PROVIDED DATA:
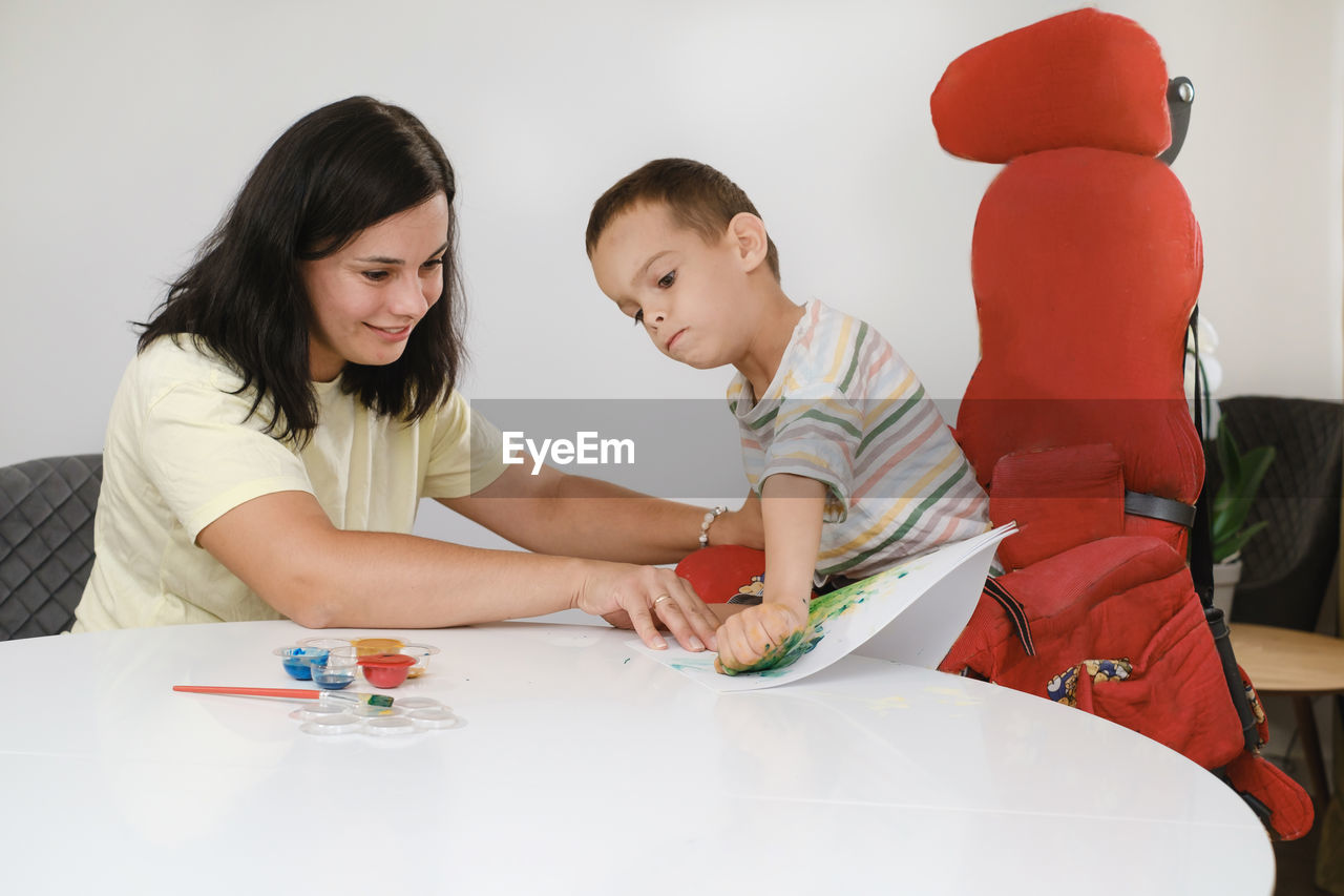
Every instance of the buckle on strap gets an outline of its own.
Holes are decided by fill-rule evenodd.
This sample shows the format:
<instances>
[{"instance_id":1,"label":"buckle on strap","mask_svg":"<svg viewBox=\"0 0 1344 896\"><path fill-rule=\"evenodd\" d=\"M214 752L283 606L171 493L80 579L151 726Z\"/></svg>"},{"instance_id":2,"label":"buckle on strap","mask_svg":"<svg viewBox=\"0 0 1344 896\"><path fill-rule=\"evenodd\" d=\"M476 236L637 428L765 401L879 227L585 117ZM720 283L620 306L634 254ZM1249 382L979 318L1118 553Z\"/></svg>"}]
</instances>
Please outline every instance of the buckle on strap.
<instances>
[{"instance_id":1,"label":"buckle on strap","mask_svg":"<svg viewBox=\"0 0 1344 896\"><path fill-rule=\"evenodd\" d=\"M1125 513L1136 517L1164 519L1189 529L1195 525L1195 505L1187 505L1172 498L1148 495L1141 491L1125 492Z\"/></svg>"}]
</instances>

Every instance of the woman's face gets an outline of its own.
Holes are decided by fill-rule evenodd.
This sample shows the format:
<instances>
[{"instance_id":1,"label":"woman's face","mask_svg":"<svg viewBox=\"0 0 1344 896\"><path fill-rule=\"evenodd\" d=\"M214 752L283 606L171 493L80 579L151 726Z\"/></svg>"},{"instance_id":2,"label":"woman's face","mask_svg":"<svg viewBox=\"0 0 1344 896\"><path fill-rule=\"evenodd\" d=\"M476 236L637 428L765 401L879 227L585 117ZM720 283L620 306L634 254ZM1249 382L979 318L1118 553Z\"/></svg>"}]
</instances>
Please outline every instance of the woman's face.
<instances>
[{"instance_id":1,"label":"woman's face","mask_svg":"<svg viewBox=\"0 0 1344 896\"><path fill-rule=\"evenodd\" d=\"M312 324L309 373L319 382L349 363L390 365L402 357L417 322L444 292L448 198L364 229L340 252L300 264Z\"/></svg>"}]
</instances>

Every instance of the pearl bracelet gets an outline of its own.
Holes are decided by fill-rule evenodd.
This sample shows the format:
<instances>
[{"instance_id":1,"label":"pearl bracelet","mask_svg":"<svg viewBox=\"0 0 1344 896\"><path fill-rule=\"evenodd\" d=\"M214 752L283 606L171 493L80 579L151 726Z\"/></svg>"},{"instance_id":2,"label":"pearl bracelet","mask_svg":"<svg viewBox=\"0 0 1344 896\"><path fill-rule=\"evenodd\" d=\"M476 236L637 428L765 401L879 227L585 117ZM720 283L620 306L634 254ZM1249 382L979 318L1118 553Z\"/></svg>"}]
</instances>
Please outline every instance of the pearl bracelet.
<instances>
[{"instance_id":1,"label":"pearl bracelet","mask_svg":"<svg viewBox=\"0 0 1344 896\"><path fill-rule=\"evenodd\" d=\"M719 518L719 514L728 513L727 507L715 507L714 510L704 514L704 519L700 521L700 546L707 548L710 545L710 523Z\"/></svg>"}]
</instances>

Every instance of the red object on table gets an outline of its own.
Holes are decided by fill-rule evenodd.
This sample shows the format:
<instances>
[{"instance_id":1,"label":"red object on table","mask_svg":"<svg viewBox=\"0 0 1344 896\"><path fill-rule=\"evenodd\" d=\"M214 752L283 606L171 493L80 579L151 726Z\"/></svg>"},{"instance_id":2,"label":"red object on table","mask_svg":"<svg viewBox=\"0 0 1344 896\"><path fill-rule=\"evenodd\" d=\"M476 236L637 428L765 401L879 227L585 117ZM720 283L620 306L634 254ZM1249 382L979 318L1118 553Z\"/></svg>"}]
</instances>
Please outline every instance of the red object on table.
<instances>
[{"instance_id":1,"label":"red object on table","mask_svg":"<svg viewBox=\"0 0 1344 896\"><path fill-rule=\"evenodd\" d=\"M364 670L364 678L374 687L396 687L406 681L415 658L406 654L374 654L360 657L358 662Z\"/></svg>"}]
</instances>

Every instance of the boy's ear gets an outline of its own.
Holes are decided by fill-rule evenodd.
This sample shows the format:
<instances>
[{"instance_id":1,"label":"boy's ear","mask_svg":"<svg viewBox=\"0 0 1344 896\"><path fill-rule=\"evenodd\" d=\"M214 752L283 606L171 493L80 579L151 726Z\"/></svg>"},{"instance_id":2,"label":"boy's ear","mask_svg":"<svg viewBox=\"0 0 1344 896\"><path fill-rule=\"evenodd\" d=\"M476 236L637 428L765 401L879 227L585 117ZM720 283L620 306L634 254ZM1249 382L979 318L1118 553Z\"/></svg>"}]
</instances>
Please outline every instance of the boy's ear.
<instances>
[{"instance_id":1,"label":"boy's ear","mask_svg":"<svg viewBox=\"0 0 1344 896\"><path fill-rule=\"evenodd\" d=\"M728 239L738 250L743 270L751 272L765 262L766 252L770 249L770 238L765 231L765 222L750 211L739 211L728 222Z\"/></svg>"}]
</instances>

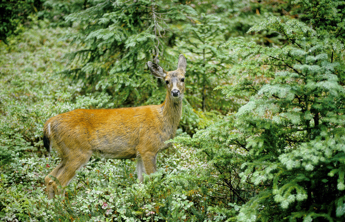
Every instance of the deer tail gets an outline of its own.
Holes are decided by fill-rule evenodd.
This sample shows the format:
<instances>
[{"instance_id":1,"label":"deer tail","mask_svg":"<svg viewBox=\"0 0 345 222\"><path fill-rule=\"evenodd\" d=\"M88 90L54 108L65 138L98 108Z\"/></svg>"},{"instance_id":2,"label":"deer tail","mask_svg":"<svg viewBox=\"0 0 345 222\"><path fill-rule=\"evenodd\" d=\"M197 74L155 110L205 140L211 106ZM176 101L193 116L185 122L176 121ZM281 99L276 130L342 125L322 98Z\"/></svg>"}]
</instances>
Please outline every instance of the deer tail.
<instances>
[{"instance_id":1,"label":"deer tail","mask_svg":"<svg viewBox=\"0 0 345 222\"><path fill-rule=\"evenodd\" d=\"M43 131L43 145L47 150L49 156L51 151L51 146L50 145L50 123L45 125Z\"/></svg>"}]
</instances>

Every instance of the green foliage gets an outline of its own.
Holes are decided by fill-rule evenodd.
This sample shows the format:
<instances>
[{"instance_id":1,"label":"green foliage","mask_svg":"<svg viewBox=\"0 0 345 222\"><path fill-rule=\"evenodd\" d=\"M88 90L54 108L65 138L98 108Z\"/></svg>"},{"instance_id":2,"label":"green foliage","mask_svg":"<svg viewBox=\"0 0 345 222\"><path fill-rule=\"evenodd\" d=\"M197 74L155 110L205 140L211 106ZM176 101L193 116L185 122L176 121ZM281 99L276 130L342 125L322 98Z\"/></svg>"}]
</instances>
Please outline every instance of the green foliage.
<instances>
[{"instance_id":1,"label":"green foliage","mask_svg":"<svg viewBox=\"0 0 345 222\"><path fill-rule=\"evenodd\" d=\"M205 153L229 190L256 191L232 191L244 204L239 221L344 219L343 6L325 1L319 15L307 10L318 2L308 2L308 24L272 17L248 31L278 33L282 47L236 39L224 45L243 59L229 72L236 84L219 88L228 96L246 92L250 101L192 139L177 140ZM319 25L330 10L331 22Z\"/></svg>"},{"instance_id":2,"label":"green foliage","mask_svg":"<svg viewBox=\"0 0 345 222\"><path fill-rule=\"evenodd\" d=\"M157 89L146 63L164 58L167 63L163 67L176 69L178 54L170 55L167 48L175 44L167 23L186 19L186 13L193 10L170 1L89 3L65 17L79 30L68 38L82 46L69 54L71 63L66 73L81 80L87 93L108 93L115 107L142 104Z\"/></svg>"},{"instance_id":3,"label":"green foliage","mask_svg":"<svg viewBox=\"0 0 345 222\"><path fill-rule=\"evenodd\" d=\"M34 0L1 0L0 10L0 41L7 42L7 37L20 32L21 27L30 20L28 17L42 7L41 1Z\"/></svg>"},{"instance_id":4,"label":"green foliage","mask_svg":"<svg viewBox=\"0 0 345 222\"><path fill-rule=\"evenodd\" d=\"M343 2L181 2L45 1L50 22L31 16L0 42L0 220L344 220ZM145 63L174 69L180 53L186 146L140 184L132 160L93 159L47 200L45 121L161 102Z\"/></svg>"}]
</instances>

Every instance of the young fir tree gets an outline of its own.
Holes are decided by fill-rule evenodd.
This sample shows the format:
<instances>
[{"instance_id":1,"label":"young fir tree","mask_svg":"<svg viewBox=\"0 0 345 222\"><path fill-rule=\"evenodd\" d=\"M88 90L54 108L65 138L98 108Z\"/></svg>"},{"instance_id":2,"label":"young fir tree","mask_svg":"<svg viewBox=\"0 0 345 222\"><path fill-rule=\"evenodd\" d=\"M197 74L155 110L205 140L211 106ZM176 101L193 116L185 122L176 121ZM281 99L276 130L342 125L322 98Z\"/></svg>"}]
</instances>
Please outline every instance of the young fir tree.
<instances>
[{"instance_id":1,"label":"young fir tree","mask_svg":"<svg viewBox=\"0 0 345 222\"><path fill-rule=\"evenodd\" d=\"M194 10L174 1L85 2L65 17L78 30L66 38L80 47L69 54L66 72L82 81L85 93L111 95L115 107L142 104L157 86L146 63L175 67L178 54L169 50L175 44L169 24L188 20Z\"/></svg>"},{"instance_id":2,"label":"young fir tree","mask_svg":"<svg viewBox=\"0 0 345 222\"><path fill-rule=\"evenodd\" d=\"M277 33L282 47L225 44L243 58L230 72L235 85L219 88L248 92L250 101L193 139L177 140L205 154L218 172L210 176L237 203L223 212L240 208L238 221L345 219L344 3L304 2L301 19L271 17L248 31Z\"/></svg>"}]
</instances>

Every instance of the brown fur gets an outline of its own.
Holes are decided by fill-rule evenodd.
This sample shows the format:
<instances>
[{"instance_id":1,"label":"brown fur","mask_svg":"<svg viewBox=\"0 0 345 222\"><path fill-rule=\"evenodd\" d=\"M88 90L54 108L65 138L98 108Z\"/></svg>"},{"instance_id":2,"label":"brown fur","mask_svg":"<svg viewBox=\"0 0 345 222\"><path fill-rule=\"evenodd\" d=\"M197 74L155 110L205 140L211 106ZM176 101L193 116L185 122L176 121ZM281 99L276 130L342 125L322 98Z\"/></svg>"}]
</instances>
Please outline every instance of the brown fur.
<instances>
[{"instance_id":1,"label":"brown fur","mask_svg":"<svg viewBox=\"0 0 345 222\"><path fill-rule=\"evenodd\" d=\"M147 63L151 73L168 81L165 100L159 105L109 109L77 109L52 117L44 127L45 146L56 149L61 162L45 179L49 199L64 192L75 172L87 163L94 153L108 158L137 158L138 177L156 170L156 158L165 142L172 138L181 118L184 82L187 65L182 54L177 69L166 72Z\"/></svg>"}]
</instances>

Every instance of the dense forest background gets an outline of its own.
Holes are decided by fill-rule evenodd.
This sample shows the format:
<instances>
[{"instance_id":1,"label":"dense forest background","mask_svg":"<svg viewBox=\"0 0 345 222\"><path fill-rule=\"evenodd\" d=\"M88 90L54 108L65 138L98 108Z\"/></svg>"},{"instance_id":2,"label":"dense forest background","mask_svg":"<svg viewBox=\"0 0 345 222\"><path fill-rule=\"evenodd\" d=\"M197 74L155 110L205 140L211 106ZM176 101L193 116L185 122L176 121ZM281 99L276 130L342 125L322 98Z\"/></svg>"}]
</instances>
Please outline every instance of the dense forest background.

WORK INSTRUCTIONS: Update everything from the line containing "Every instance of the dense forest background gets" down to the end of the rows, swapping "dense forest background" for "wooded background" and leaving all else unchanged.

RESULT FOR THIS TASK:
Every instance of the wooded background gets an outline of its own.
Holes are decided by fill-rule evenodd.
This sample shows the format:
<instances>
[{"instance_id":1,"label":"wooded background","mask_svg":"<svg viewBox=\"0 0 345 222\"><path fill-rule=\"evenodd\" d=\"M88 90L54 108L65 138L98 108Z\"/></svg>"},{"instance_id":2,"label":"wooded background","mask_svg":"<svg viewBox=\"0 0 345 222\"><path fill-rule=\"evenodd\" d=\"M197 74L155 110L205 140L211 106ZM176 101L193 116L185 122L176 121ZM281 99L276 130L342 125L322 98Z\"/></svg>"}]
</instances>
Please outline every instance of the wooded background.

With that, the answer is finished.